One type of post in our Facebook groups that we see a lot is for example, I’m being asked to pay 10 euros in duty and fees for a gift worth £20 sent for my birthday from the UK, but aren’t gifts under £45 in value supposed to be free of charges? This probably touches on what you mentioned before about the exemption no longer being there.
Matt: No, so this is actually different.
Matt: So this, so the exemption for gifts. So, what we were talking about there is for a business to consumer related transactions.
Carlie: So when you’re buying something from a shop?
Matt: Yeah. When you’re buying a gift or sending a gift, it’s completely different and there’s different rules. So they are right that sending a gift does have a 45 Euro exemption. What tends to happen is that when you’re buying a gift from a business to send to a consumer in another location, you need to make sure, there’s like certain elements need to be, so the gift part needs to be ticked when the goods are shipped. So if that’s not ticked, it’s then treated as a normal business related transaction which then means that they’re going to want to receive the VAT on the other side, when the goods go to that arrival country. So-
Carlie: Step one, mark your parcel as a gift.
Matt: Yeah. Because you have, the problem is if you’re buying from a UK website, so you’re buying from a UK website to send to your friend in France or Germany or Spain, yeah. And you don’t necessarily, you’re not going to be the one filling out the customs declaration forms. So you need to be incredibly clear to the business you’re buying off, look, this is not for me, this is a gift so this needs to be tagged as a gift when you’re filling out the customs declaration. So that’s the thing. So where that person’s probably receiving those extra charges, that’s probably because someone’s bought a gift for them from a website, it’s been treated as a business to consumer transaction and not someone actually sending a gift.

### DATA SECTION
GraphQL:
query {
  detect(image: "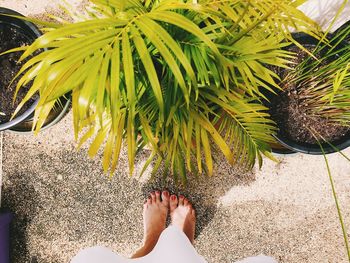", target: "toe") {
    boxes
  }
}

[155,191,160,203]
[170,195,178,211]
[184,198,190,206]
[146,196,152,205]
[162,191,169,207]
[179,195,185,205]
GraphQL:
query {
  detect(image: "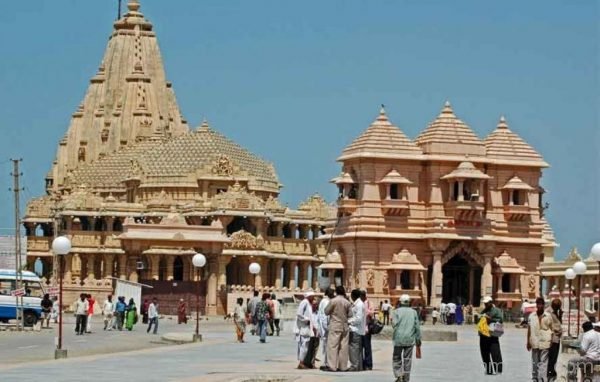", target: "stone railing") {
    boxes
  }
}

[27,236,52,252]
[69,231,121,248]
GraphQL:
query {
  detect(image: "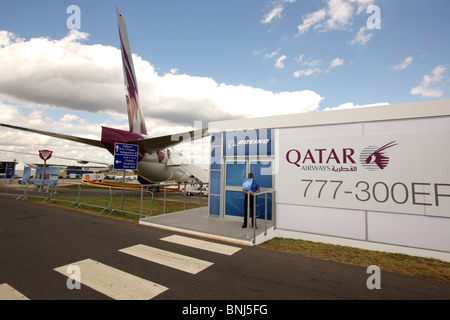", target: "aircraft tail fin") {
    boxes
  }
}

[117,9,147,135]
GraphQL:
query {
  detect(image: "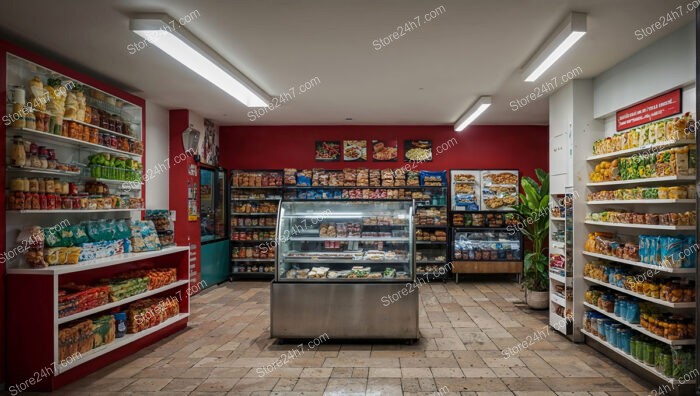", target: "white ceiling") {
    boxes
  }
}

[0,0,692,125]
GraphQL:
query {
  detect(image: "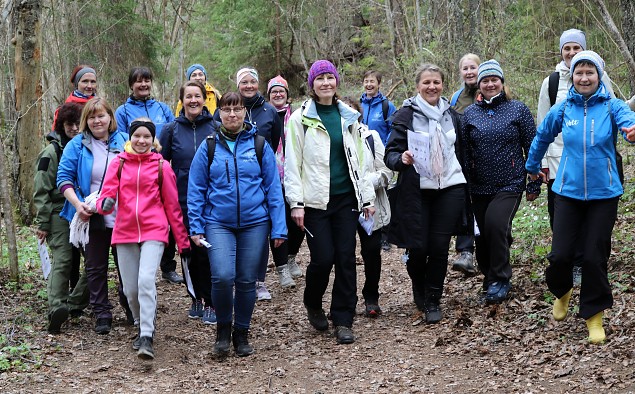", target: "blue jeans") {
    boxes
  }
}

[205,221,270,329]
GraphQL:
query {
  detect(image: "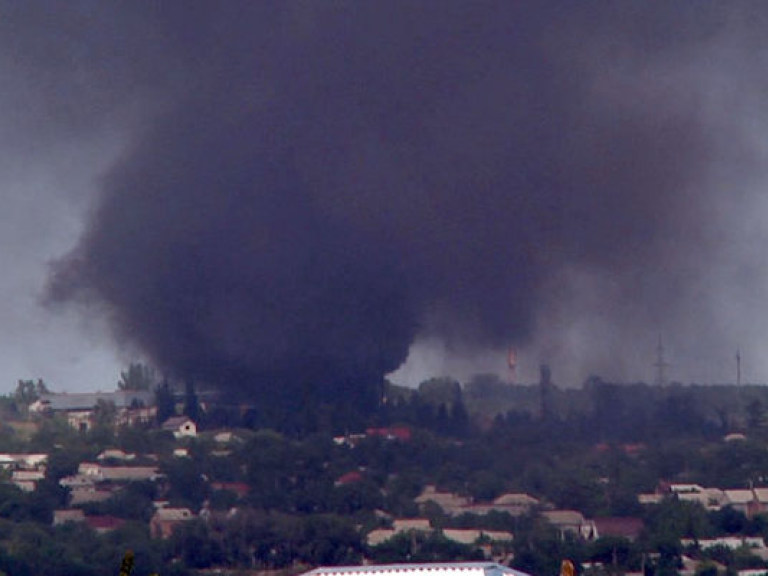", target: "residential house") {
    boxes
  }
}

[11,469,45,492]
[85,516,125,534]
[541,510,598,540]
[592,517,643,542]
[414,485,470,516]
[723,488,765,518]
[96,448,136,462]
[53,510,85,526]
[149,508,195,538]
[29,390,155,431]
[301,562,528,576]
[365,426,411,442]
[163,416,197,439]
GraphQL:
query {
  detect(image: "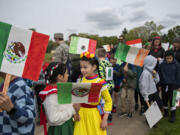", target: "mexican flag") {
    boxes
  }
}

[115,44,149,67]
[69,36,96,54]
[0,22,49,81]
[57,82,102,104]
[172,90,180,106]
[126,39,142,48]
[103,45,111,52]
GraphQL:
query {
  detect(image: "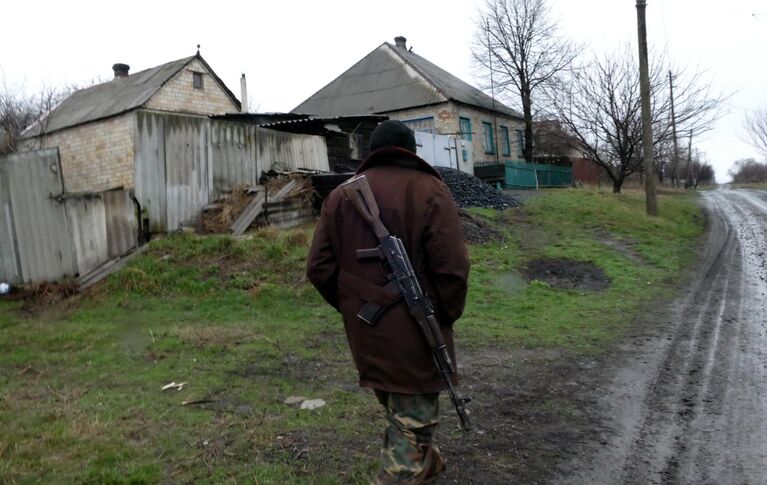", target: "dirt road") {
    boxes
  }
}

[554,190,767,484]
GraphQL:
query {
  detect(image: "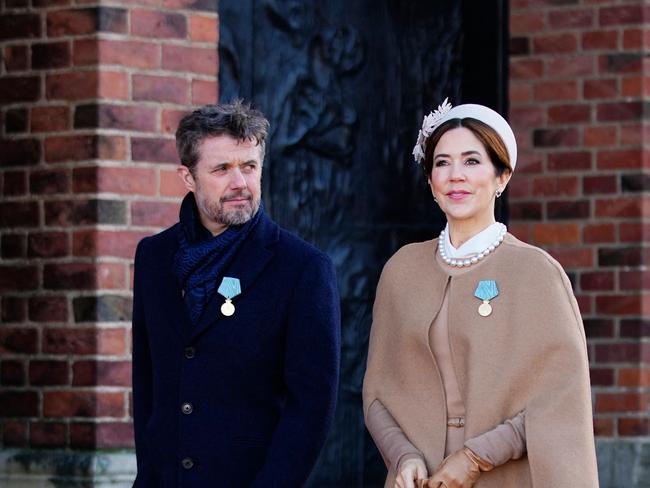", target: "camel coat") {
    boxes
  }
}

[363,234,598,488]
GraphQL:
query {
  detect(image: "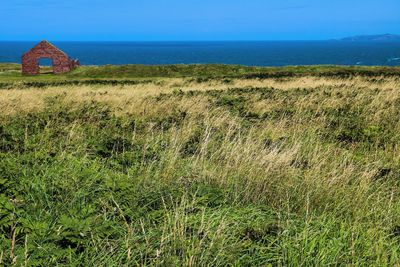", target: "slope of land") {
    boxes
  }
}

### EXERCISE AIM
Translate this sentence from the conversation about gift charges into Spanish: "So they are right that sending a gift does have a 45 Euro exemption."

### OUTPUT
Así que tienen razón en que enviar un regalo sí tiene una exención de 45 euros.